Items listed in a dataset
-- Begin --
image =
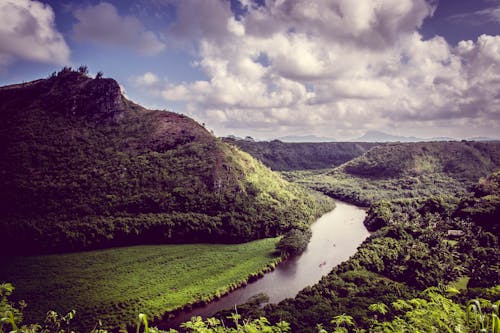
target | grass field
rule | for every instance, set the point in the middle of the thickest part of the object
(114, 285)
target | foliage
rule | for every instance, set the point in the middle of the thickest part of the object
(294, 242)
(406, 170)
(287, 156)
(84, 168)
(112, 285)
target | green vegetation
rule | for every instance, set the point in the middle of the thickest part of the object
(405, 170)
(431, 311)
(294, 242)
(84, 168)
(286, 156)
(115, 284)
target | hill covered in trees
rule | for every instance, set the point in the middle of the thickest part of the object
(286, 156)
(405, 170)
(82, 167)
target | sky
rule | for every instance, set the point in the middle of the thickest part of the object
(274, 68)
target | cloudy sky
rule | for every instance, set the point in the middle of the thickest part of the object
(271, 68)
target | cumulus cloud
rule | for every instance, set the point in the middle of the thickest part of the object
(336, 65)
(145, 80)
(28, 32)
(103, 25)
(491, 14)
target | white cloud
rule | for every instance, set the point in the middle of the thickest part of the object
(145, 80)
(491, 14)
(103, 25)
(336, 65)
(27, 31)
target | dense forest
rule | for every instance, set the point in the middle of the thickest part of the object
(286, 156)
(405, 170)
(83, 167)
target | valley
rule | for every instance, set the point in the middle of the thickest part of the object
(131, 211)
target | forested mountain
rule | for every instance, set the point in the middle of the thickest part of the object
(83, 167)
(406, 170)
(286, 156)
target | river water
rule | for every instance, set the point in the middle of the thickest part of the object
(335, 237)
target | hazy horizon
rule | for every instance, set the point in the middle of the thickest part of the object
(270, 69)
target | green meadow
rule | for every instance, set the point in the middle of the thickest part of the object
(113, 284)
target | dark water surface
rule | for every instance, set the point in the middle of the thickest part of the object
(335, 237)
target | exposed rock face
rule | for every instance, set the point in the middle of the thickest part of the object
(70, 93)
(100, 99)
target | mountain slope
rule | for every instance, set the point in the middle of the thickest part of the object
(406, 170)
(286, 156)
(83, 167)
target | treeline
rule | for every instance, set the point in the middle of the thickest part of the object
(287, 156)
(411, 249)
(73, 180)
(405, 170)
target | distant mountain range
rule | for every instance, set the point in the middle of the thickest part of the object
(306, 138)
(377, 136)
(373, 136)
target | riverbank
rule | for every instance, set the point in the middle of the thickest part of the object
(114, 285)
(335, 237)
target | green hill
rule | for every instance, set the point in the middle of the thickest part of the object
(405, 170)
(286, 156)
(82, 167)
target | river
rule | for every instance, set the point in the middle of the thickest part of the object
(335, 237)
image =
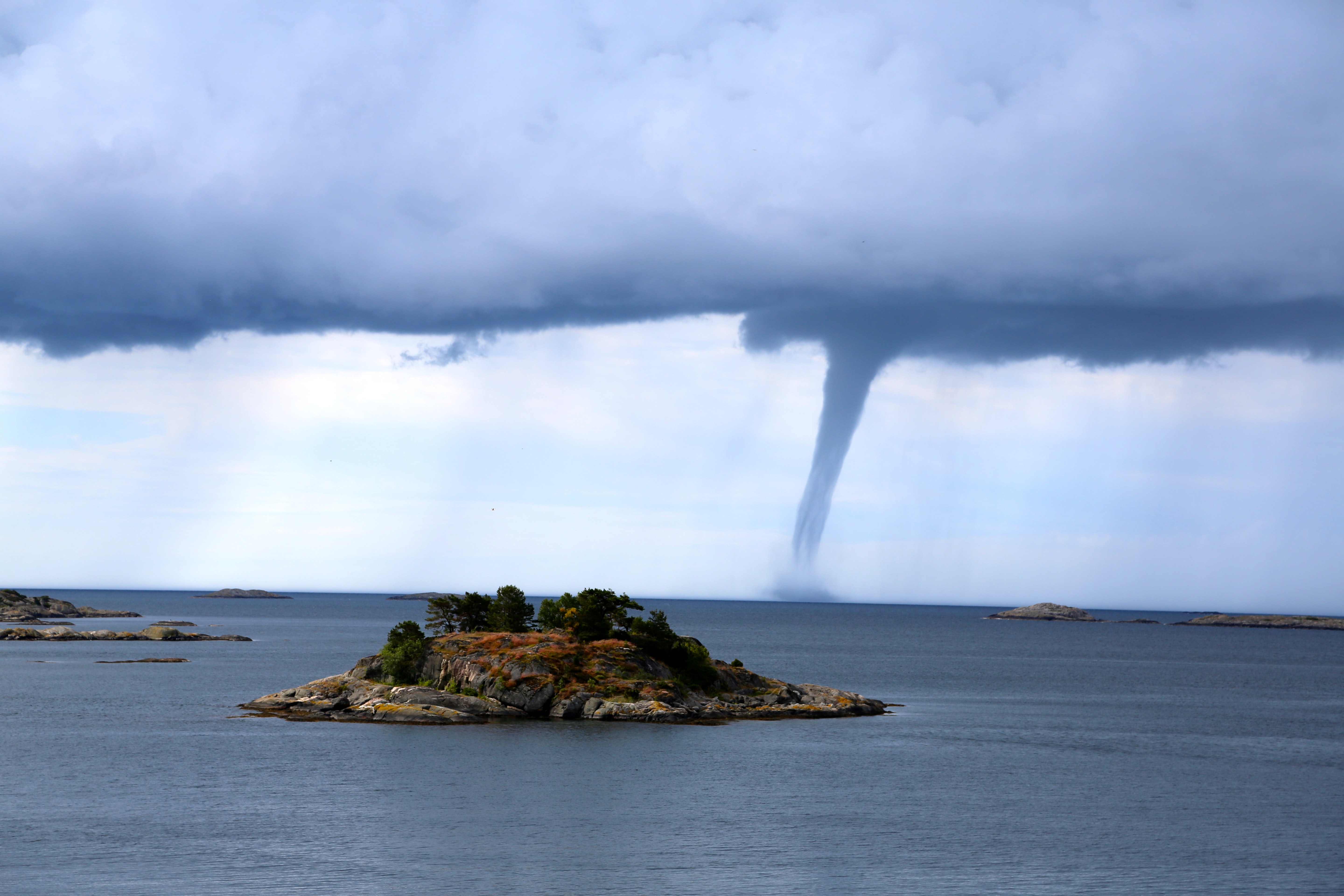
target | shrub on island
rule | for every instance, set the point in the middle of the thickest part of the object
(404, 653)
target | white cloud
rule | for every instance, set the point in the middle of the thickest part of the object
(666, 461)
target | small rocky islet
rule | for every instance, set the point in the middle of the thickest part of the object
(480, 676)
(17, 608)
(1061, 613)
(152, 633)
(245, 593)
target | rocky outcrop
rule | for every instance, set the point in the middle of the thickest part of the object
(1047, 613)
(18, 609)
(113, 663)
(483, 676)
(1265, 623)
(152, 633)
(241, 593)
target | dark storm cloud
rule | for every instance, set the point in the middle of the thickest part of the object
(1100, 181)
(171, 171)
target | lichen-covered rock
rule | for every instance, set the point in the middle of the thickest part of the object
(18, 608)
(1046, 612)
(550, 675)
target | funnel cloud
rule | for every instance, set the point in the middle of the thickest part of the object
(1100, 182)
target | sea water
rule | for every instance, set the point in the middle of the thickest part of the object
(1029, 758)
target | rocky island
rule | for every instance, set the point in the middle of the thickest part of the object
(1265, 623)
(1047, 613)
(242, 593)
(1060, 613)
(591, 662)
(32, 610)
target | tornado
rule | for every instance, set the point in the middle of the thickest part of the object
(850, 374)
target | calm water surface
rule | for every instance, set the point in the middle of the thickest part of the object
(1030, 758)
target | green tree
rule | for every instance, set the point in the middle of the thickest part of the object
(472, 612)
(601, 614)
(686, 658)
(404, 653)
(510, 610)
(552, 614)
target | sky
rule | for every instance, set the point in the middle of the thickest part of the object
(443, 296)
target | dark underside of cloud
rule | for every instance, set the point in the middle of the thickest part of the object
(975, 182)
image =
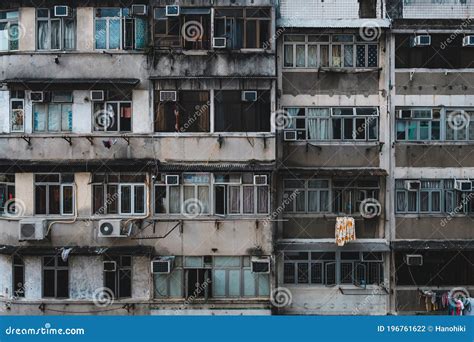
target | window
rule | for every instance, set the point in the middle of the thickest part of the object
(191, 195)
(54, 194)
(123, 194)
(55, 33)
(116, 29)
(309, 268)
(189, 114)
(247, 28)
(212, 277)
(319, 268)
(120, 280)
(336, 50)
(7, 193)
(328, 196)
(18, 277)
(236, 194)
(232, 114)
(9, 31)
(55, 116)
(55, 277)
(337, 124)
(17, 111)
(434, 124)
(191, 30)
(432, 197)
(115, 114)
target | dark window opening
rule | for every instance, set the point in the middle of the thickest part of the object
(234, 115)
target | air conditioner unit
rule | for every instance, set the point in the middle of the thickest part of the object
(412, 185)
(162, 265)
(168, 96)
(260, 265)
(32, 229)
(139, 10)
(249, 96)
(110, 266)
(414, 259)
(62, 11)
(172, 180)
(38, 96)
(462, 185)
(111, 228)
(260, 179)
(219, 43)
(172, 11)
(468, 41)
(289, 136)
(404, 114)
(97, 95)
(421, 40)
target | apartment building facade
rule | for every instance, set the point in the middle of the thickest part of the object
(137, 157)
(235, 156)
(432, 103)
(333, 156)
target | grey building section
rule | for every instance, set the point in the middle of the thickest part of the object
(196, 158)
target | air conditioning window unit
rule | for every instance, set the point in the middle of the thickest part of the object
(172, 11)
(97, 95)
(168, 96)
(110, 266)
(468, 41)
(139, 10)
(62, 11)
(404, 114)
(421, 40)
(412, 185)
(260, 179)
(163, 265)
(414, 260)
(111, 228)
(290, 136)
(32, 229)
(249, 96)
(219, 42)
(260, 265)
(462, 185)
(172, 180)
(38, 96)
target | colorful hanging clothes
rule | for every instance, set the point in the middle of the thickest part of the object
(345, 230)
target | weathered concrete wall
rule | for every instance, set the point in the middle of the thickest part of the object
(434, 155)
(434, 227)
(165, 148)
(342, 155)
(449, 82)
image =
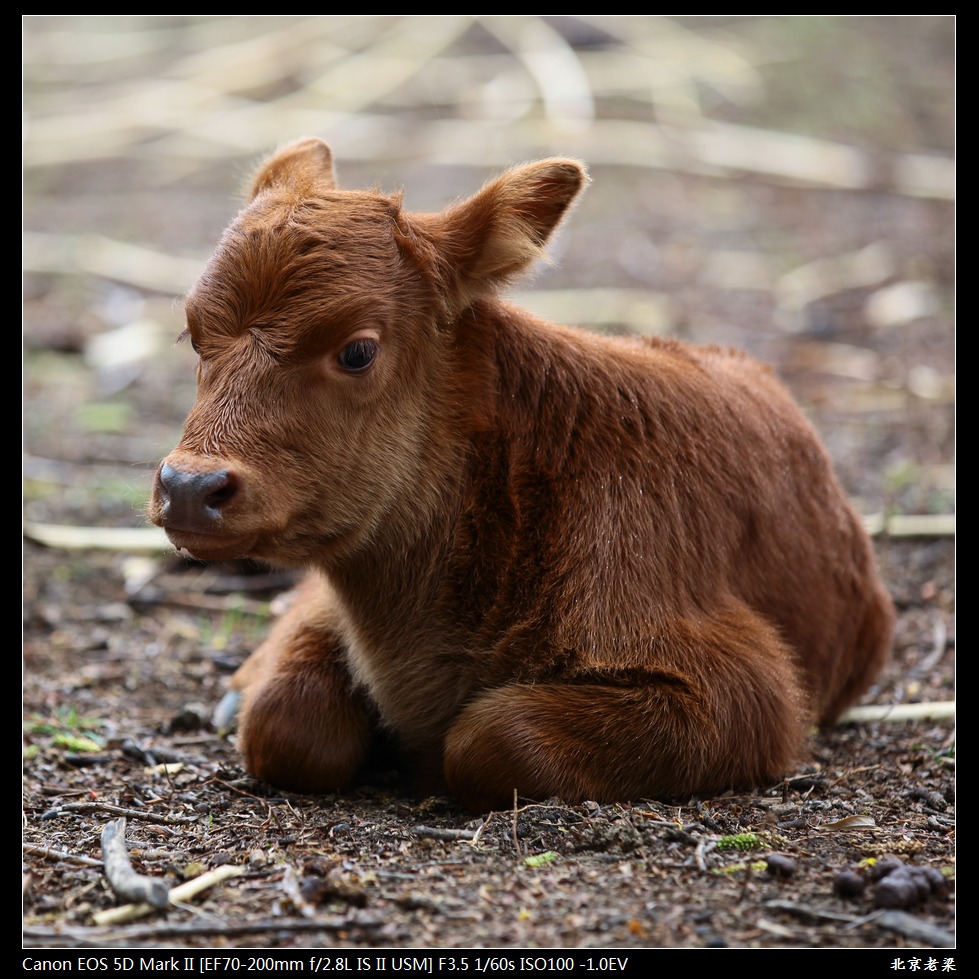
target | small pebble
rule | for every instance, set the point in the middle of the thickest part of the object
(848, 883)
(780, 865)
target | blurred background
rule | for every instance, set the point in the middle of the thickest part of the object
(778, 183)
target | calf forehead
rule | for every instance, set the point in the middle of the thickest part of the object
(297, 264)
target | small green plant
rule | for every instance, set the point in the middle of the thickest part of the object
(740, 841)
(67, 729)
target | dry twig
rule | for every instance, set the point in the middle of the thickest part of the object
(119, 872)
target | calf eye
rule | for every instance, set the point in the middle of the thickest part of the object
(358, 355)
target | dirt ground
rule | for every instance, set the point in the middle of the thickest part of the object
(778, 184)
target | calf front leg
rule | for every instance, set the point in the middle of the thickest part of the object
(302, 725)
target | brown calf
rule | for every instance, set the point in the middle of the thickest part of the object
(545, 561)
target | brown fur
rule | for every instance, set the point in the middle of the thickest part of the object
(544, 560)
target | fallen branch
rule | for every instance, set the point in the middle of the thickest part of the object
(120, 937)
(177, 895)
(49, 853)
(93, 807)
(97, 538)
(438, 833)
(119, 872)
(911, 525)
(934, 711)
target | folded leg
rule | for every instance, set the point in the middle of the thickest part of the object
(302, 725)
(721, 711)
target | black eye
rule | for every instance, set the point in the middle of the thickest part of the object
(358, 355)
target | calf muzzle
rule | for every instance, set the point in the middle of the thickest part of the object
(193, 501)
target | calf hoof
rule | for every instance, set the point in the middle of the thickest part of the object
(225, 716)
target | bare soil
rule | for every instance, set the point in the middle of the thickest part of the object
(846, 289)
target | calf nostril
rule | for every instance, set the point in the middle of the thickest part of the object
(223, 487)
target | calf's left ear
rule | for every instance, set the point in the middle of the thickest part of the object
(304, 167)
(500, 231)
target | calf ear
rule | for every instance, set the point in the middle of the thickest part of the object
(304, 166)
(502, 230)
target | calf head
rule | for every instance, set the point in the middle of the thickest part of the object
(336, 373)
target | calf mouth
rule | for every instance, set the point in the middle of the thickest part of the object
(210, 547)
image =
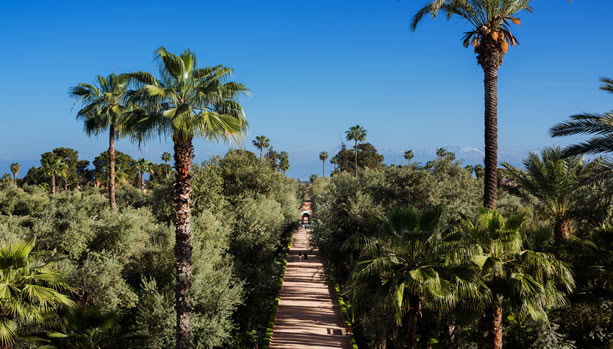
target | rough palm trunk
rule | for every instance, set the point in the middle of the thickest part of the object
(490, 326)
(356, 158)
(112, 201)
(491, 138)
(184, 155)
(414, 311)
(142, 182)
(561, 229)
(52, 184)
(490, 58)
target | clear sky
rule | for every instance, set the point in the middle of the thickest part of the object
(314, 67)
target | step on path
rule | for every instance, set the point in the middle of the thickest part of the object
(307, 315)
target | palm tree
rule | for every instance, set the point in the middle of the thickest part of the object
(105, 107)
(357, 134)
(408, 155)
(404, 258)
(187, 102)
(166, 157)
(261, 142)
(29, 290)
(334, 161)
(143, 166)
(479, 171)
(64, 172)
(555, 182)
(323, 156)
(490, 36)
(598, 125)
(15, 170)
(53, 166)
(284, 161)
(523, 279)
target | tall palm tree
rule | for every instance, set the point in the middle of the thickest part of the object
(555, 182)
(15, 170)
(187, 102)
(105, 107)
(53, 166)
(28, 290)
(334, 161)
(166, 157)
(598, 125)
(143, 166)
(323, 156)
(408, 155)
(523, 279)
(261, 142)
(490, 36)
(284, 161)
(357, 134)
(64, 172)
(404, 258)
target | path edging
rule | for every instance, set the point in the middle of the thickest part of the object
(345, 315)
(273, 314)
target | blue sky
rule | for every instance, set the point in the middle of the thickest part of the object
(315, 68)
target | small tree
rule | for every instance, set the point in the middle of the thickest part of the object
(408, 155)
(261, 142)
(29, 290)
(15, 170)
(53, 166)
(166, 157)
(143, 166)
(357, 134)
(284, 162)
(323, 156)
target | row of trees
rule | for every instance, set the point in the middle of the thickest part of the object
-- End --
◆ WHAT YOU ARE ASKED TO DO: Copy exactly, word for word, the line with "target | path edging" through the final line of the listing.

◆ SOLUTION:
target | path edging
rule | for every instance, set the point in the middle of the thickest part of the object
(345, 315)
(273, 314)
target | blue sky
rule | for every instance, set the point in the middle of the thickest part of the object
(315, 68)
target | small tree
rule | for every instance, set the point in the middle of the thickest part of the object
(408, 155)
(261, 142)
(29, 290)
(15, 170)
(53, 166)
(166, 157)
(143, 166)
(357, 134)
(284, 162)
(323, 156)
target | row of trees
rule | for every instance, set the point in the middle of the thickest part of the object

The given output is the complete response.